> [Text]
>>>

Skin Cancer Rates Up 5 Times Since the 1970s in the UK
The latest numbers reveal that the most dangerous kind of skin cancer, melanoma, has spiked dramatically over the past few decades. Cancer Research UK is reporting that since the 1970s, the incidence rate of malignant melanoma has increased five times. Now, more than 13,000 people are diagnosed with this type of cancer in comparison to the roughly 1,800 cases back then.
"Since the mid-1970s, malignant melanoma incidence rates in the UK have increased more rapidly than for any of today's 10 most common cancers," Nick Ormiston-Smith, head of statistics at Cancer Research UK, said reported by BBC News. "Holidays in hot climates have become more affordable and sunbeds are more widely available since the 1970s. But we know overexposure to UV rays from the sun or sunbeds is the main cause of skin cancer."

<<<

> [Data section]
>>>

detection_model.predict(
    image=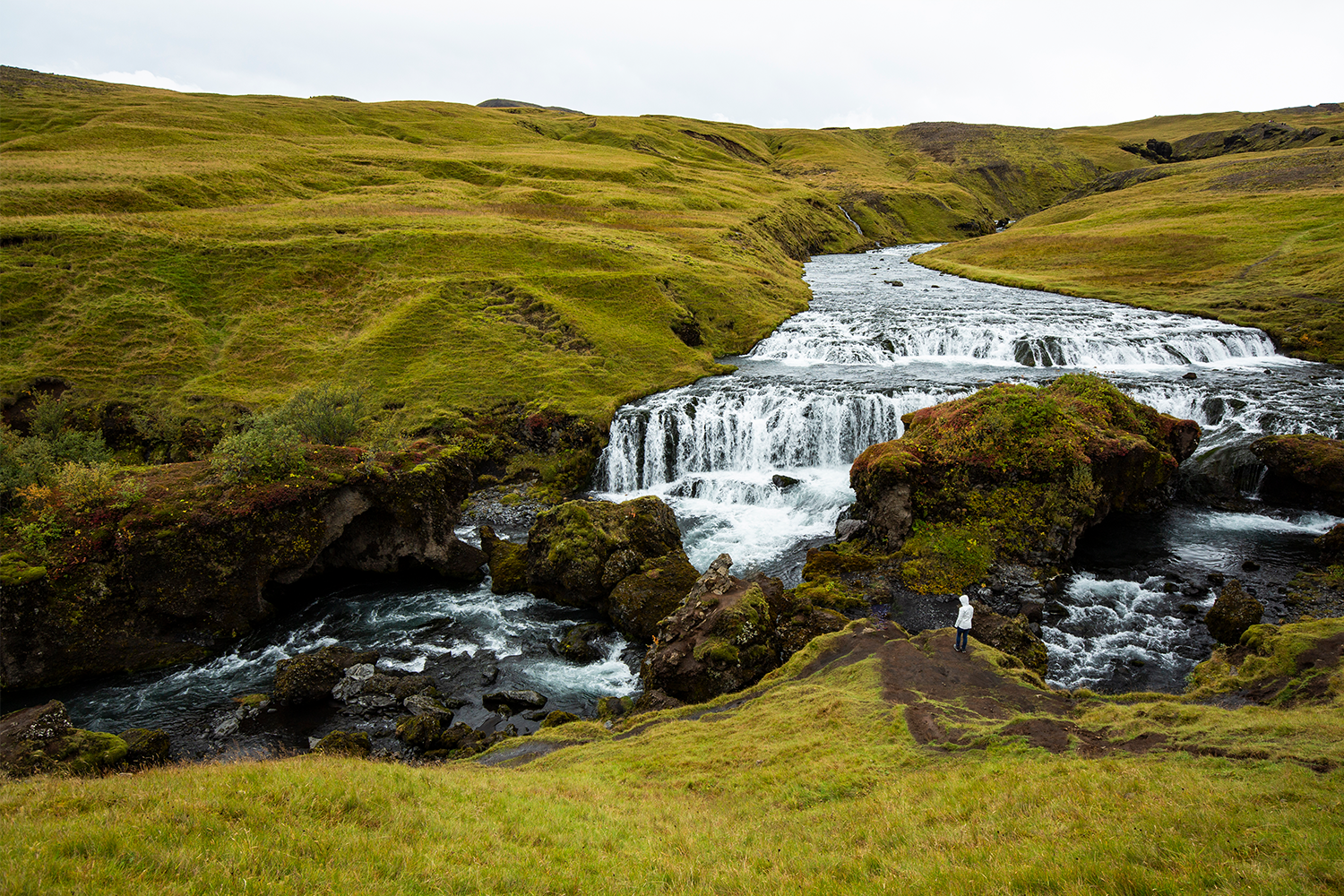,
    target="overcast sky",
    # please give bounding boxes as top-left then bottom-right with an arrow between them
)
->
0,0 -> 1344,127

<<<
>>>

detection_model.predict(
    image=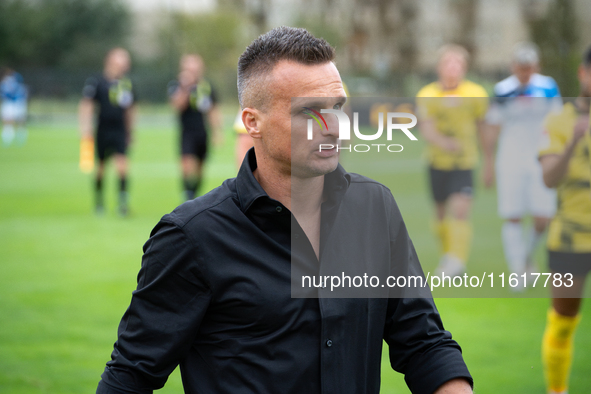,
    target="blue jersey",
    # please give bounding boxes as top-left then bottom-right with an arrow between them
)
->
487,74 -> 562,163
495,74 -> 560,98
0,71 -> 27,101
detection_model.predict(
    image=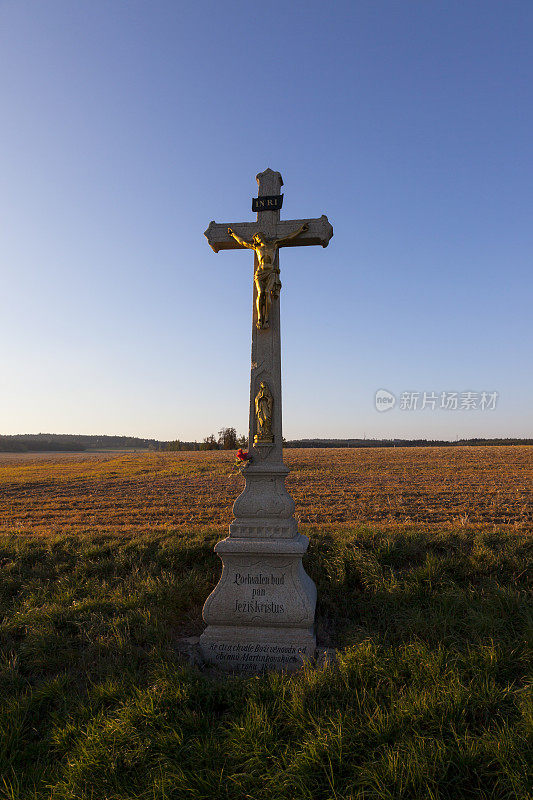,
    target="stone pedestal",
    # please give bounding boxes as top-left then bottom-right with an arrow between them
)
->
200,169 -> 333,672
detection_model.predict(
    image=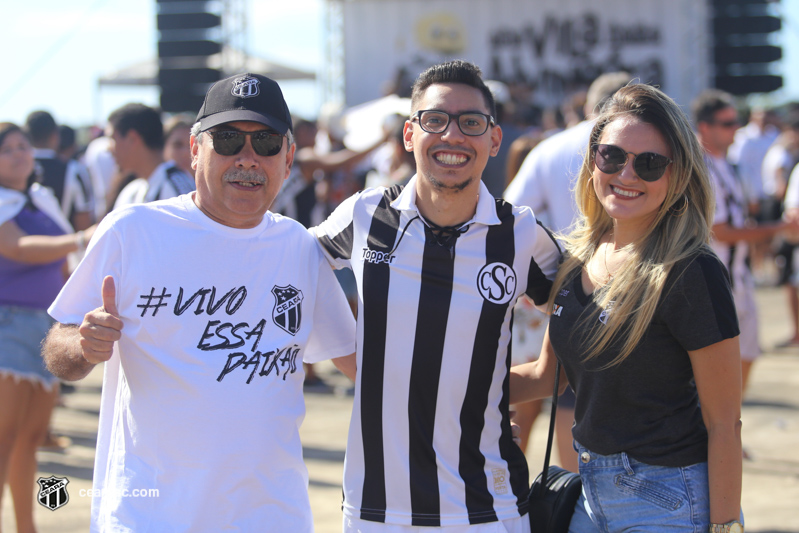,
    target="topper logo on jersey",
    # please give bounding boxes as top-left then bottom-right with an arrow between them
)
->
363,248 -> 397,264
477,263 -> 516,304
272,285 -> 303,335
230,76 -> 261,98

<<<
>>>

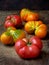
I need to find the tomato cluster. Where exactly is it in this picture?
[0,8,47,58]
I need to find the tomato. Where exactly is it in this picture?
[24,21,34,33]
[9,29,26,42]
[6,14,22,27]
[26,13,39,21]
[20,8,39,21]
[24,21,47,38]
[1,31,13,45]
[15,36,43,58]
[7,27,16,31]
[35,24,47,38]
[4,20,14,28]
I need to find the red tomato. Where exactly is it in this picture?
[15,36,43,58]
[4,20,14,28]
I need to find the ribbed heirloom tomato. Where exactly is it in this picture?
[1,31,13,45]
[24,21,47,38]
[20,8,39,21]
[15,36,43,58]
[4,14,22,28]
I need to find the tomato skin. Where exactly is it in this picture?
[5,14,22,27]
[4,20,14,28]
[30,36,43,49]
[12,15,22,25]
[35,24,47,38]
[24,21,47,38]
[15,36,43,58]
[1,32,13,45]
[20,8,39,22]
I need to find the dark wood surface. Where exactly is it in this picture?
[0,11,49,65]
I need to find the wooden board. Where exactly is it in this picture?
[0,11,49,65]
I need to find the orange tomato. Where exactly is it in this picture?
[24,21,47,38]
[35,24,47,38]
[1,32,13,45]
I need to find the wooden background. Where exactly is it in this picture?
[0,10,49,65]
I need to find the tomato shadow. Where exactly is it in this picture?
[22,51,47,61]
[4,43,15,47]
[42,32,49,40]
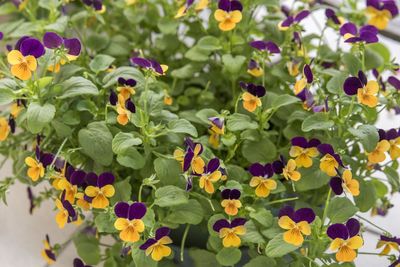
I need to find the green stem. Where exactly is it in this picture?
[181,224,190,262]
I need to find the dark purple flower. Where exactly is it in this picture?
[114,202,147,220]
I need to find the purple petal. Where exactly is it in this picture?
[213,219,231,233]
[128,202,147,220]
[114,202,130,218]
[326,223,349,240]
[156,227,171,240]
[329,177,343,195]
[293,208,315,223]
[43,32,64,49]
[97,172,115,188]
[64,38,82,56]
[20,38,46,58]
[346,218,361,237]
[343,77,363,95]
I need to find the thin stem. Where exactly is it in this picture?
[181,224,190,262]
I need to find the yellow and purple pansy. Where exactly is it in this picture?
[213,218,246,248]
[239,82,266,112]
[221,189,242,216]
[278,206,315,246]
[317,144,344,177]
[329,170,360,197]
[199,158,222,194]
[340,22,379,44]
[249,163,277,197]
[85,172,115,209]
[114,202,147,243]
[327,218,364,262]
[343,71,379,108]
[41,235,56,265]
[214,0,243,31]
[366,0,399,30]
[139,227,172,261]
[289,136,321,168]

<<<

> [Required action 1] State whether each statement below agrees with the skin cancer text. Answer yes or no for each, and quote the deciding words of the text exactly. (a) More than 13,000 people are now diagnosed with malignant melanoma. (b) Nick Ormiston-Smith is head of statistics at BBC News. (c) The incidence rate of malignant melanoma has tripled since the 1970s.
> [Required action 2] Output the passage of the skin cancer text starting with "Skin Cancer Rates" and going on through "cases back then.".

> [Response area 1]
(a) Yes: "Now, more than 13,000 people are diagnosed with this type of cancer"
(b) No: "Nick Ormiston-Smith, head of statistics at Cancer Research UK"
(c) No: "the incidence rate of malignant melanoma has increased five times"

> [Response area 2]
Skin Cancer Rates Up 5 Times Since the 1970s in the UK
The latest numbers reveal that the most dangerous kind of skin cancer, melanoma, has spiked dramatically over the past few decades. Cancer Research UK is reporting that since the 1970s, the incidence rate of malignant melanoma has increased five times. Now, more than 13,000 people are diagnosed with this type of cancer in comparison to the roughly 1,800 cases back then.